[指示] 以下の記述(a)〜(c)が抜粋の内容と一致するか、それぞれ「はい」か「いいえ」で答え、判断の決め手となる抜粋中の語句を正確に引用してください。(a) 従来のプレートコンパクタでは、振動板を70〜100℃に加熱する。(b) プレートコンパクタ10の支持ベース14は、輾圧板12の下側に配設される。(c) 従来のプレートコンパクタでは、発電機を小型化することができない。

説明

プレートコンパクタ

【課題】輾圧板へのアスファルト材の付着防止を堅持し、且つ、簡単な機体構造で軽量化および小型化が図れるプレートコンパクタを提供する。
【解決手段】プレートコンパクタ10は、伝動機構18を介し駆動エンジン16の回転動力が伝達されて駆動可能となる加振機20と、加振機20に接続され、加振機20の振動によりアスファルト舗装面のアスファルト合材を締め固めるトレイ状の輾圧板12と、駆動エンジン16および加振機20を搭載・支持する支持ベース14とを含み、支持ベース14は、輾圧板12の上側を覆うように密閉状に配設され、駆動エンジン16から排出された高温の排気ガスは、支持ベース14と輾圧板12とで囲繞された輾圧箱15の内部空間Sに引き入れられて輾圧板12が加熱されると共に、内部空間Sを経由して輾圧板12の裏面とアスファルト舗装面との間に放出される。

【発明の詳細な説明】
【技術分野】
【0001】
本願発明は、プレートコンパクタに関し、特にたとえば、アスファルト道路舗装工事に際し、加熱された輾圧板(振動板)に振動を与え、アスファルト路面を締固めて固化する、プレートコンパクタに関する。
【背景技術】
【0002】
本願発明の背景となる従来技術には、アスファルト舗装工事の際に、アスファルト合材がプレートコンパクタの振動板(所謂、輾圧板)に付着せずに、効率よく施工できるようにするために、振動板の内側にアルミニウムや銅等の良熱伝導材を一体的に装着し、当該良熱伝導材を介して発熱体で振動板を70〜100℃に加熱するように形成しているプレートコンパクタがあった(例えば、特許文献1参照)。また、この特許文献1には、振動板に装着する良熱伝導材に振動板にそった平板状の空洞を一体的に設けて高温蒸発点のダウサム(商品名)等のオイルを装填し、この空洞部にパイプヒータ等の発熱体を内装してオイルを加熱して振動板を加熱するようにしたものも開示されている。
この従来のプレートコンパクタでは、良熱伝導材を介して振動板を熱伝達よく加熱することができるので、加熱能力を向上させて効率よく施工することができる。つまり、この従来技術では、加熱能力が高められ、省エネルギー化が図れる。
【先行技術文献】
【特許文献】
【0003】
【特許文献1】特開2001−20213号(第3頁、図1−図3)
【発明の概要】
【発明が解決しようとする課題】
【0004】
しかしながら、この従来のプレートコンパクタでは、加熱能力を高め、省エネルギー化を図ることで発電機を小型化することができるものの、発電機の電力供給により発熱体を加熱する必要があるため、依然として、プレートコンパクタ全体の機体重量の軽減と当該機体構造の小型化には課題を残すものであった。

[データ項目]
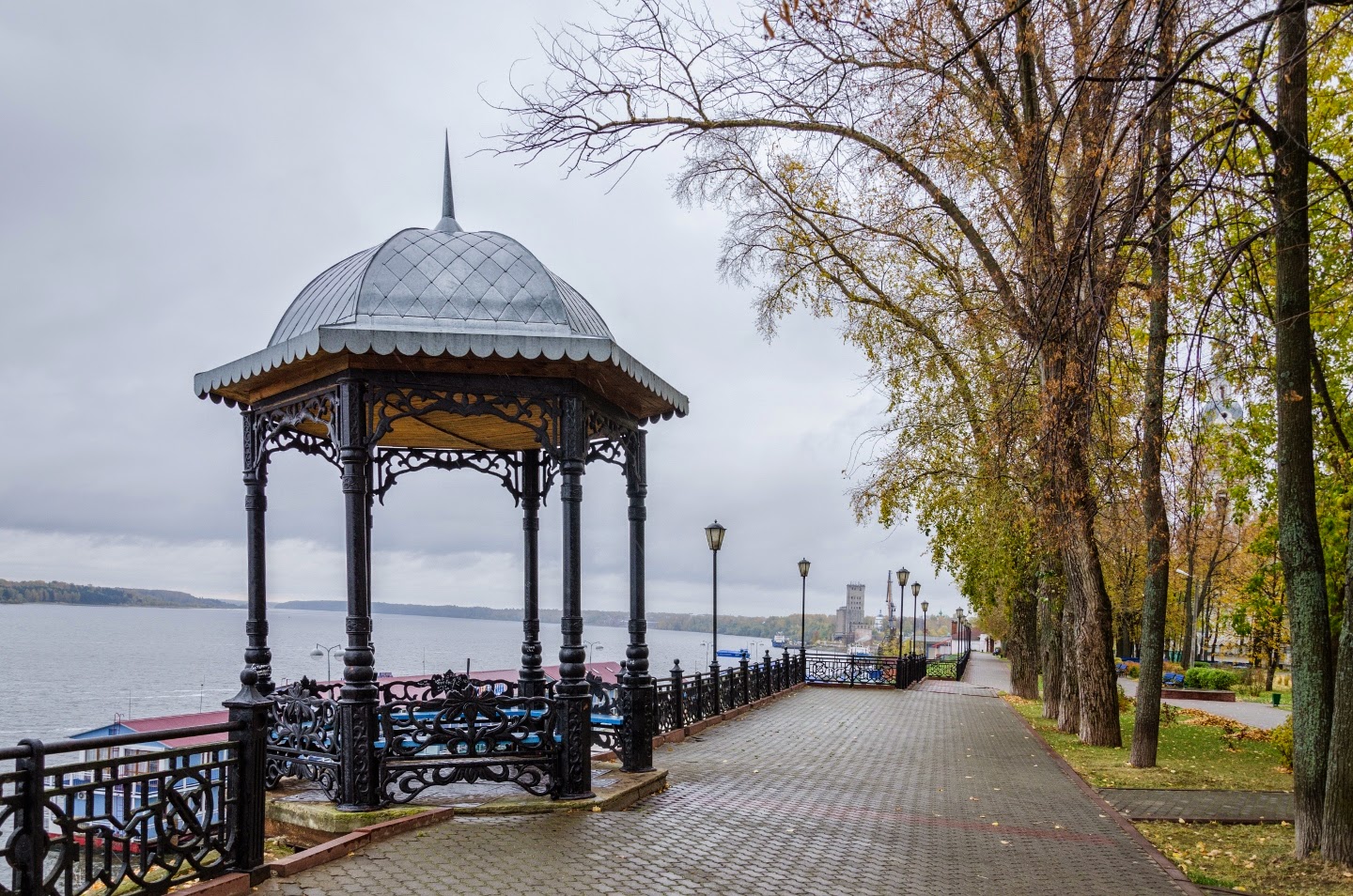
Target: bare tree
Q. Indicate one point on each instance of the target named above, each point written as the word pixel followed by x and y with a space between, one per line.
...
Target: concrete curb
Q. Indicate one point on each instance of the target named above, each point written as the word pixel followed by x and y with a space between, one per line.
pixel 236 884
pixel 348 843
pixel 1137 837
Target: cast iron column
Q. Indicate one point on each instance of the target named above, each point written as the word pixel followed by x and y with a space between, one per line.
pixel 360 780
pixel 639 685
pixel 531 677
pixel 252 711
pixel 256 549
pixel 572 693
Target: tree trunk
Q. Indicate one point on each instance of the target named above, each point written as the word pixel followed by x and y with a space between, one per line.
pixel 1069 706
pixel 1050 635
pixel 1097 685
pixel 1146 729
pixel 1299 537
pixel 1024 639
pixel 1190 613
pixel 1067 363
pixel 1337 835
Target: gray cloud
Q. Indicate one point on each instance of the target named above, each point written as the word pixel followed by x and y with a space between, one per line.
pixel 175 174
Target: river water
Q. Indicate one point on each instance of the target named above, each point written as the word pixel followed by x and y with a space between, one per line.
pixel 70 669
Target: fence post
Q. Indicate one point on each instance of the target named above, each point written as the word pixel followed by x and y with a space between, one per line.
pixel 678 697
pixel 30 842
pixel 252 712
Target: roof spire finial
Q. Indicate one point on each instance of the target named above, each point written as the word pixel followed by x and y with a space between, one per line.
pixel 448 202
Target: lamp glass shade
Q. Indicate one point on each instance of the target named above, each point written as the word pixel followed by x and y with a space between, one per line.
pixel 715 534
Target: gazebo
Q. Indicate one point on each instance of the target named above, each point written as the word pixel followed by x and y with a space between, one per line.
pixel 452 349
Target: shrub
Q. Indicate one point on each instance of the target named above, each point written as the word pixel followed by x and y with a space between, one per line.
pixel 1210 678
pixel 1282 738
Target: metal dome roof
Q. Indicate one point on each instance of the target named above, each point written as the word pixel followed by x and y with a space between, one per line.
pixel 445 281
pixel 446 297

[完全な解答]
(a) はい。「当該良熱伝導材を介して発熱体で振動板を70〜100℃に加熱するように形成している」
(b) いいえ。「支持ベース14は、輾圧板12の上側を覆うように密閉状に配設され」
(c) いいえ。「省エネルギー化を図ることで発電機を小型化することができるものの」